• Assignment: In the forum thread below, what kind of control panel does NodeBytes say they would like?

• Document passage:

*** Begin section ***

I would potentially be interested...


----------



## blergh (Dec 12, 2013)

Sounds like a cool idea, and not to shit on your parade but i think it will slowly die out & go stale.


----------



## NodeBytes (Dec 12, 2013)

@BlueVM - Awesome.

@blergh - Not to be negative, and not that I disagree, but it's worth a lot to some people to have a group like this. I would be encouraged to write more code if I had projects and a team to work with on some of the bigger projects. The team of devs I am working with now keeps everything in private repos because it's all proprietary stuff for the client we are working with. I would like to work on some fun projects that aren't necessarily proprietary nor do we have to keep private.


----------



## WebSearchingPro (Dec 12, 2013)

This sounds like a very interesting idea, It would be a great learning opportunity for many members in the community.


----------



## wlanboy (Dec 12, 2013)

So let's start.


fisle: a Email panel
bpsRobert: a new WHMCS
bpsRobert: a new SolusVM
peterw: a DNS panel
Any other items on the wishlist?

So from my point of view fisle and peterw should talk to each other. Maybe they can combine their requirements?

A panel framework where we can plugin things like email or dns support. Would be nice because everyone does have other favors for servers and so everyone can add support for an additional server.


----------



## NodeBytes (Dec 13, 2013)

I'd like a good Nginx control panel.

I'll sponsor the first project.


----------



## HalfEatenPie (Dec 13, 2013)

*** End section ***

• Extracted material:
*** Begin section ***

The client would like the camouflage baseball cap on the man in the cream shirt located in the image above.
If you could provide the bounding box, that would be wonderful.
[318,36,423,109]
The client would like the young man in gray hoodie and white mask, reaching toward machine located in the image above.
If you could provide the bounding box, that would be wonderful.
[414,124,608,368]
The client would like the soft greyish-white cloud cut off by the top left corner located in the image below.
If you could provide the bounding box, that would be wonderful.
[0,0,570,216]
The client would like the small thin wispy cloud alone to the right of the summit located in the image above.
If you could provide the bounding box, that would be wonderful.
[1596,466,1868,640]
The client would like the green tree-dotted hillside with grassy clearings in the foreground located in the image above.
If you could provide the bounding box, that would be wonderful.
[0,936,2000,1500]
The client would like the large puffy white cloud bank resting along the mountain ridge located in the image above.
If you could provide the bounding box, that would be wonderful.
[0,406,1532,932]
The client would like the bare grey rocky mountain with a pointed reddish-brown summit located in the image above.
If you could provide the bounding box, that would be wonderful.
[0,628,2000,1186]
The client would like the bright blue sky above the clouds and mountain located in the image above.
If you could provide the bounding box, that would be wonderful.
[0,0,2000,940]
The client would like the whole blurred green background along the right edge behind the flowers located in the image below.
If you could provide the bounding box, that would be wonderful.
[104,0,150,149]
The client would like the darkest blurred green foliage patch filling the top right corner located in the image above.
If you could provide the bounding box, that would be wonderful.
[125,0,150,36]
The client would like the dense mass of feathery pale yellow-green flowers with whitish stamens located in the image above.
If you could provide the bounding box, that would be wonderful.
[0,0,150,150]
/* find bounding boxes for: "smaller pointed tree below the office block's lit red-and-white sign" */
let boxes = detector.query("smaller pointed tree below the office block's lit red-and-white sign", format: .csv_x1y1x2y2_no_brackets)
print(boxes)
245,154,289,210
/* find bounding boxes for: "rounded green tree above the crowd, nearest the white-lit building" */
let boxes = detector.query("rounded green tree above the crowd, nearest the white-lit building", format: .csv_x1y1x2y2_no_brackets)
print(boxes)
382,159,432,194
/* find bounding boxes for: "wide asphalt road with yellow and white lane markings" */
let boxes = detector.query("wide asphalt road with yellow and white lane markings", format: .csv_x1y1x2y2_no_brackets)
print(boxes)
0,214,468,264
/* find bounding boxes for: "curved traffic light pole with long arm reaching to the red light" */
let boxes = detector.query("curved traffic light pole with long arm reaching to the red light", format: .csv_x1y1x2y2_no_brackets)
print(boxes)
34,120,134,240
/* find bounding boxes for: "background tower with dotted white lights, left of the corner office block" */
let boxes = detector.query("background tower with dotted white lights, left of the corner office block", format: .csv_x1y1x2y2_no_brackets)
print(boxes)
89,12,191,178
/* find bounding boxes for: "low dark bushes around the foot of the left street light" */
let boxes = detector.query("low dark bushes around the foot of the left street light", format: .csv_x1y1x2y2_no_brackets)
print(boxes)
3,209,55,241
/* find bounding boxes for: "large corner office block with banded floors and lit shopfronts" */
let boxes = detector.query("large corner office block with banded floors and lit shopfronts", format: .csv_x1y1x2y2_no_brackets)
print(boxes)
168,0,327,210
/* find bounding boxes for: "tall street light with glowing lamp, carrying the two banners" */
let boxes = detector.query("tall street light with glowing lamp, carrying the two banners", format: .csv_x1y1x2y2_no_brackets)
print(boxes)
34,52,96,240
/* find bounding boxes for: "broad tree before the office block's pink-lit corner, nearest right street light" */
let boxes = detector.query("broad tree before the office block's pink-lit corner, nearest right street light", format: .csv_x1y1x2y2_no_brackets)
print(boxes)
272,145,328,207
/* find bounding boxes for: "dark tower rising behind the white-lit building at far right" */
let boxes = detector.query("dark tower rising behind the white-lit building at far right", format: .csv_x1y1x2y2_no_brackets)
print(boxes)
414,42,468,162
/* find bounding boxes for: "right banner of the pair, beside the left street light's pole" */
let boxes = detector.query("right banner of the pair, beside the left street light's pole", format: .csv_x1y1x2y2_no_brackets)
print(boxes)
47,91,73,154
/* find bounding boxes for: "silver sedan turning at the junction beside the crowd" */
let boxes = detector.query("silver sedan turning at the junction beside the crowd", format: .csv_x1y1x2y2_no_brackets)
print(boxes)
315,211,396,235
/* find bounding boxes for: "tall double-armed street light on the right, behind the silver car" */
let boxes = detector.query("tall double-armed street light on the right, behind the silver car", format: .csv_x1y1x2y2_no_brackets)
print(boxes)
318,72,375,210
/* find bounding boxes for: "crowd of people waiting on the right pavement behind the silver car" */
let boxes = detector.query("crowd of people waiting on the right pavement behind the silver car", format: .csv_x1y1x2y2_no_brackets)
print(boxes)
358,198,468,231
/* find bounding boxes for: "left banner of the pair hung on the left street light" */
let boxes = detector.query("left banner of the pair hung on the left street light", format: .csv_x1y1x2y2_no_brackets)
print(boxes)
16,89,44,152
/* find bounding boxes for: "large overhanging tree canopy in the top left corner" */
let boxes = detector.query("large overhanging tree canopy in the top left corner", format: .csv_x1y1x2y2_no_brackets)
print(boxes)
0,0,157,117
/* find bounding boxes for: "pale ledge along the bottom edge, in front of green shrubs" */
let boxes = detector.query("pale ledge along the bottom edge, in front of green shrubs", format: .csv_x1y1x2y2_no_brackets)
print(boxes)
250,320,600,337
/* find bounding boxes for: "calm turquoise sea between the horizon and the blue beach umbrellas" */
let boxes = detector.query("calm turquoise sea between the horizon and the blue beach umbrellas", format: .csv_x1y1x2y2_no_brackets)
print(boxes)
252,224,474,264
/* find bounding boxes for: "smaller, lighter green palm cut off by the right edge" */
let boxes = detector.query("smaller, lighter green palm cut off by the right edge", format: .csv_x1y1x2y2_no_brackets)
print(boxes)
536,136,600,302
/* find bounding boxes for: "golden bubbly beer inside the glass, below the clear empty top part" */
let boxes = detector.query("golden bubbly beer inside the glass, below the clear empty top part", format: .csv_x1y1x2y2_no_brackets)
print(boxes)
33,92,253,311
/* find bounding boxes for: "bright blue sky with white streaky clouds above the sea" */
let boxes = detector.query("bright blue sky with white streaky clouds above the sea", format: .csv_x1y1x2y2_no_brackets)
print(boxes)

*** End section ***

• Task answer: A good Nginx control panel.